* Required work *
Reproduce every one of the lines below word for word, leaving out the pictures.

Segmentation labeling entries:
<<<<

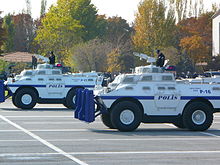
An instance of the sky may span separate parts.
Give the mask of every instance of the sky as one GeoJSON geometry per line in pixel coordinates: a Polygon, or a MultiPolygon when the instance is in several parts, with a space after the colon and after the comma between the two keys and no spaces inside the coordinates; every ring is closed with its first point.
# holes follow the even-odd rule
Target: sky
{"type": "MultiPolygon", "coordinates": [[[[57,0],[47,0],[47,6],[56,4],[57,0]]],[[[92,0],[92,3],[97,7],[99,14],[107,16],[121,16],[129,23],[134,21],[135,13],[137,12],[138,4],[141,0],[92,0]]],[[[219,0],[204,0],[205,7],[211,9],[212,3],[220,3],[219,0]]],[[[31,11],[33,18],[38,18],[40,15],[41,0],[31,0],[31,11]]],[[[21,13],[26,8],[25,0],[0,0],[0,11],[3,11],[1,16],[8,13],[21,13]]]]}

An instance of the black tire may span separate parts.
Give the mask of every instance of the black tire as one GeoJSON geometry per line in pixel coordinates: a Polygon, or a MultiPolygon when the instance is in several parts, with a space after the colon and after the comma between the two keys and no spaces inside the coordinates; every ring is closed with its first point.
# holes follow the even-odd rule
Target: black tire
{"type": "Polygon", "coordinates": [[[110,118],[113,127],[119,131],[133,131],[141,123],[142,112],[137,104],[130,101],[123,101],[112,108],[110,118]]]}
{"type": "Polygon", "coordinates": [[[16,106],[17,108],[20,108],[20,107],[17,105],[17,103],[15,102],[15,96],[16,96],[16,94],[14,94],[14,95],[12,96],[12,103],[13,103],[14,106],[16,106]]]}
{"type": "Polygon", "coordinates": [[[37,103],[37,94],[33,89],[23,88],[16,93],[14,102],[21,109],[32,109],[37,103]]]}
{"type": "Polygon", "coordinates": [[[75,96],[76,96],[76,90],[72,89],[71,91],[69,91],[66,100],[64,102],[64,106],[66,106],[68,109],[76,109],[75,96]]]}
{"type": "Polygon", "coordinates": [[[102,114],[101,120],[106,127],[110,128],[110,129],[115,129],[115,127],[113,126],[113,124],[111,122],[110,114],[102,114]]]}
{"type": "Polygon", "coordinates": [[[212,122],[213,108],[203,102],[192,102],[184,109],[183,124],[189,130],[207,130],[212,122]]]}

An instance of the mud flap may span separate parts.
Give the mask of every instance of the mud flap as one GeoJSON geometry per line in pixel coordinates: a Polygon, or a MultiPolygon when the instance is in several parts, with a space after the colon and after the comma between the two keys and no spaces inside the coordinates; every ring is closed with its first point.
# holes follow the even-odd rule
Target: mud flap
{"type": "Polygon", "coordinates": [[[76,91],[76,110],[74,113],[74,117],[79,120],[89,123],[95,121],[93,91],[88,89],[78,89],[76,91]]]}
{"type": "Polygon", "coordinates": [[[77,89],[76,109],[74,117],[76,119],[91,123],[102,113],[106,113],[107,108],[99,97],[94,97],[93,91],[88,89],[77,89]]]}
{"type": "Polygon", "coordinates": [[[3,80],[0,80],[0,103],[5,102],[5,100],[11,96],[12,96],[11,90],[4,84],[3,80]],[[5,91],[8,91],[7,96],[5,96],[5,91]]]}
{"type": "Polygon", "coordinates": [[[5,102],[5,86],[4,81],[0,80],[0,103],[5,102]]]}

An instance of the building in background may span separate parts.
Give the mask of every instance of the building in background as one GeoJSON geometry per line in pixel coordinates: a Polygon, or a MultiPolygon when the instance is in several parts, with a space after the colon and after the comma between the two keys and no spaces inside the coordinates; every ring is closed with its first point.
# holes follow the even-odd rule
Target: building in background
{"type": "Polygon", "coordinates": [[[212,17],[212,55],[220,55],[220,9],[212,17]]]}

>>>>

* Correct output *
An instance of the sky may span separate parts.
Give the mask of every instance of the sky as one GeoJSON geometry per line in pixel coordinates: a Polygon, or a MultiPolygon when the instance is in several parts, with a space after the colon and after the comma between the two keys and no spaces inside the coordinates; every ring is closed with its first point.
# holes follow the even-odd rule
Target: sky
{"type": "MultiPolygon", "coordinates": [[[[57,0],[47,0],[47,6],[56,4],[57,0]]],[[[92,0],[92,3],[97,7],[99,14],[107,16],[121,16],[129,23],[134,21],[135,13],[137,12],[138,4],[141,0],[92,0]]],[[[219,0],[204,0],[205,7],[211,9],[212,3],[220,3],[219,0]]],[[[31,11],[33,18],[38,18],[40,15],[41,0],[31,0],[31,11]]],[[[21,13],[26,8],[25,0],[0,0],[0,11],[3,11],[1,16],[8,13],[21,13]]]]}

An instance of the black tire may span separate parts.
Give the mask of every instance of the black tire as one GeoJSON geometry per line in pixel coordinates: a Polygon, or a MultiPolygon when the instance is in several parts, with a space after the colon and after the comma between the two keys and no spaces inside the coordinates; every ring is closed with its first point.
# holes follow the even-odd rule
Target: black tire
{"type": "Polygon", "coordinates": [[[110,118],[113,127],[119,131],[133,131],[141,123],[142,112],[137,104],[130,101],[123,101],[112,108],[110,118]]]}
{"type": "Polygon", "coordinates": [[[16,106],[17,108],[20,108],[20,107],[17,105],[17,103],[15,102],[15,96],[16,96],[16,94],[14,94],[14,95],[12,96],[12,103],[13,103],[14,106],[16,106]]]}
{"type": "Polygon", "coordinates": [[[37,103],[37,94],[33,89],[23,88],[16,93],[14,102],[21,109],[32,109],[37,103]]]}
{"type": "Polygon", "coordinates": [[[75,96],[76,96],[76,90],[72,89],[71,91],[69,91],[66,100],[64,102],[64,106],[66,106],[68,109],[76,109],[75,96]]]}
{"type": "Polygon", "coordinates": [[[102,114],[101,120],[106,127],[110,128],[110,129],[115,129],[115,127],[113,126],[113,124],[111,122],[110,114],[102,114]]]}
{"type": "Polygon", "coordinates": [[[212,122],[213,108],[203,102],[192,102],[184,109],[183,124],[189,130],[207,130],[212,122]]]}

An instance of the mud flap may span separate parts.
Give the mask of every instance of the mud flap as one GeoJSON geometry per line in pixel coordinates: a Polygon, or a MultiPolygon when the instance is in several parts, with a space after the colon and after the comma between the two keys and no spaces inside the coordinates; every ring is closed with its first point.
# holes follow the even-odd rule
Target: mud flap
{"type": "Polygon", "coordinates": [[[76,91],[76,110],[74,113],[74,117],[79,120],[89,123],[95,121],[93,91],[88,89],[78,89],[76,91]]]}
{"type": "Polygon", "coordinates": [[[77,89],[76,109],[74,117],[76,119],[91,123],[102,113],[106,113],[107,108],[99,97],[94,97],[93,91],[88,89],[77,89]]]}
{"type": "Polygon", "coordinates": [[[3,80],[0,80],[0,103],[5,102],[5,100],[11,96],[12,96],[11,90],[4,84],[3,80]],[[5,91],[8,91],[7,96],[5,96],[5,91]]]}
{"type": "Polygon", "coordinates": [[[5,102],[5,86],[4,81],[0,80],[0,103],[5,102]]]}

An instance of the building in background may span separate parts.
Give the mask of every instance of the building in background as one GeoJSON geometry per line in pixel coordinates: a Polygon, or a MultiPolygon when the instance is in several parts, with a space after the colon and after the comma between the two keys and no spaces inside the coordinates; every ring is closed with its first point.
# holes follow the even-odd rule
Target: building in background
{"type": "Polygon", "coordinates": [[[212,17],[212,55],[220,55],[220,9],[212,17]]]}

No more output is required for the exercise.